[Coordinate annotation records]
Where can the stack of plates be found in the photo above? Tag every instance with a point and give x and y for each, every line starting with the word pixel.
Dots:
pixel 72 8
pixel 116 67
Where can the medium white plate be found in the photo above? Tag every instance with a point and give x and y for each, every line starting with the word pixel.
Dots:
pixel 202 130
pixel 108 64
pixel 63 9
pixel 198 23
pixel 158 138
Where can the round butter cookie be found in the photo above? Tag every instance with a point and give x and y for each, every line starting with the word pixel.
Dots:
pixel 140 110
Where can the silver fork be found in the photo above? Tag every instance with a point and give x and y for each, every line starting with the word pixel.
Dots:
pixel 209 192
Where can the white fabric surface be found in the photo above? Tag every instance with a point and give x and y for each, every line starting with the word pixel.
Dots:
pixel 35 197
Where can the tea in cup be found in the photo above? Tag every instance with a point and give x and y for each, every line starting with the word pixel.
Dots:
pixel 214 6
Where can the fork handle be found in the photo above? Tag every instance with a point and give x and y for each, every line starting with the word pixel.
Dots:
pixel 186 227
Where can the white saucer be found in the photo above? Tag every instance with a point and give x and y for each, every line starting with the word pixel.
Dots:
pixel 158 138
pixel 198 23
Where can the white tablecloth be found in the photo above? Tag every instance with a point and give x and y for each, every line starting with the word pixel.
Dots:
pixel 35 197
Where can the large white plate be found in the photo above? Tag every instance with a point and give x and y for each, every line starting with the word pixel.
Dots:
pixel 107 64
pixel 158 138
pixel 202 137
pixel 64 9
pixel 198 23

_Task requirements_. Put every line of the records above into a Markdown table with the columns "No." and "Line," numbering the rows in order and omitting blank lines.

_Answer for this exercise_.
| No. | Line |
|---|---|
| 1 | Where can the stack of plates be found in the photo above? Tag every instance with a point and give x and y for each, every line starting with the word pixel. |
| 2 | Dots: |
| 3 | pixel 72 8 |
| 4 | pixel 116 67 |
| 5 | Where can the medium white plate be found in the photo above? Tag every instance with a point and give x and y for each, every line starting with the word pixel. |
| 6 | Dots: |
| 7 | pixel 202 130 |
| 8 | pixel 108 64 |
| 9 | pixel 63 9 |
| 10 | pixel 198 23 |
| 11 | pixel 158 138 |
| 12 | Where can the round butter cookie be found in the photo above? Tag every instance with a point and give x and y for each, every line starting with the word pixel. |
| 13 | Dots: |
| 14 | pixel 140 110 |
| 15 | Where can the silver fork be found in the photo above? Tag every instance with a point and give x and y for each, every line starting with the word pixel. |
| 16 | Dots: |
| 17 | pixel 209 192 |
| 18 | Where can the white fabric surface be found in the photo above? Tag every instance with a point and give x and y for each, every line starting with the word pixel. |
| 19 | Dots: |
| 20 | pixel 35 197 |
| 21 | Where can the tea in cup be found in the photo above? Tag every instance with a point and give x and y for each, every line starting with the word pixel. |
| 22 | Dots: |
| 23 | pixel 214 6 |
| 24 | Where can the fork handle be found in the photo above? Tag every instance with a point and give x and y for each, every line starting with the word pixel. |
| 25 | Dots: |
| 26 | pixel 186 227 |
| 27 | Where can the white saucer be found in the photo above? Tag every instance with a point and give x and y for each, every line starting with the word pixel. |
| 28 | Dots: |
| 29 | pixel 158 138 |
| 30 | pixel 198 23 |
| 31 | Where can the white tablecloth be found in the photo above? Tag every instance with a point and give x and y for each, every line starting with the word pixel. |
| 32 | Dots: |
| 33 | pixel 35 197 |
| 34 | Where can the large white plate be found in the photo above? Tag every instance with a point and give x and y for each, every line starting with the word pixel. |
| 35 | Dots: |
| 36 | pixel 107 64 |
| 37 | pixel 158 138 |
| 38 | pixel 202 137 |
| 39 | pixel 64 9 |
| 40 | pixel 198 23 |